Problem description:
Keep every character as it is and output all of the records.
(Working data Opens)
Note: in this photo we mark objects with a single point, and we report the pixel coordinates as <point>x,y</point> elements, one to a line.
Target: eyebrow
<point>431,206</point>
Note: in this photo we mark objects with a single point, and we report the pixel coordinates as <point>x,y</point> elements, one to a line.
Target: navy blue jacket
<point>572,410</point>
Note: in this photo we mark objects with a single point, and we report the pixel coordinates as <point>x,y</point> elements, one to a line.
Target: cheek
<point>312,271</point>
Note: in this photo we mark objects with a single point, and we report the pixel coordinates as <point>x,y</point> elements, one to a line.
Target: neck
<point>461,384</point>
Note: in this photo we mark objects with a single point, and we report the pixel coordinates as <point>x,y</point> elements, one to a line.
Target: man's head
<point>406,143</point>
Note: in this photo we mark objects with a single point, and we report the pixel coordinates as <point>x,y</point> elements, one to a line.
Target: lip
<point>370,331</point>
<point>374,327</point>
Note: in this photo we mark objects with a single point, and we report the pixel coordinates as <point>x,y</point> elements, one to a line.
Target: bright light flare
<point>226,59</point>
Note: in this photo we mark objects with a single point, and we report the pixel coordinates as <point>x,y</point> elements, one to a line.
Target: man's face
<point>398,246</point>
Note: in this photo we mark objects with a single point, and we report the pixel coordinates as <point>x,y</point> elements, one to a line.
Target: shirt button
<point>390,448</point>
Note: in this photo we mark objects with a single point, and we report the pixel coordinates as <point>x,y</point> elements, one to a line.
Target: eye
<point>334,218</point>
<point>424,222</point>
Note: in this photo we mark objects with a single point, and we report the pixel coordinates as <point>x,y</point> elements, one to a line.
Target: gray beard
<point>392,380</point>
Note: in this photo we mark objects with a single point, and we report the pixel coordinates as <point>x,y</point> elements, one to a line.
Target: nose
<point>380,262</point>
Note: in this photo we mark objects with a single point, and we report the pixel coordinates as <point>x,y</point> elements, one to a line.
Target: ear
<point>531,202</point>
(Working data Closes)
Written response:
Note: in this photo we mark objects with a single point, and we report the pixel coordinates as <point>x,y</point> elements, one to a line.
Target: eyebrow
<point>431,206</point>
Note: in this photo we mark objects with a single point, and we report the pixel coordinates as <point>x,y</point> elements, one to a line.
Target: navy blue jacket
<point>572,410</point>
Note: in this photo we mark objects with a single point, and we report the pixel coordinates as <point>x,y</point> elements, one to a line.
Target: cheek
<point>312,271</point>
Note: in this photo we mark objects with a single point, and we report the pixel coordinates as <point>x,y</point> elements, one to a line.
Target: neck
<point>461,384</point>
Note: in this photo we mark objects with a single point, and we report the pixel coordinates as <point>x,y</point> elements, one to a line.
Target: man's head
<point>406,143</point>
Note: in this photo we mark objects with a single point, and we report the pixel coordinates as <point>x,y</point> elements, one to a line.
Target: lip
<point>370,331</point>
<point>374,327</point>
Note: in this photo we mark objects with a single point, and we report the pixel coordinates as <point>x,y</point> elements, one to a line.
Target: bright light flare
<point>226,59</point>
Note: in this photo we mark objects with a single point, and we report the pixel coordinates as <point>x,y</point> elements, one to a line.
Target: man's face
<point>398,246</point>
Note: in this photo we mark objects with a single point, and we report the pixel coordinates as <point>x,y</point> elements, one to a line.
Target: shirt button
<point>390,448</point>
Note: in this photo we mark objects with a single point, and we report the pixel coordinates as <point>x,y</point> elements, one to a line.
Target: eye
<point>334,218</point>
<point>424,222</point>
Note: in this photo we mark objects with a single point, and we report the pixel coordinates as <point>x,y</point> elements, one to a line.
Target: gray beard
<point>392,380</point>
Note: in this photo we mark objects with a single point, and we report the pixel coordinates as <point>x,y</point> elements, one to a line.
Target: nose
<point>380,262</point>
Note: in this photo we mark objects with a single point, and we report the pixel coordinates as <point>x,y</point> elements, one to a line.
Target: ear
<point>531,202</point>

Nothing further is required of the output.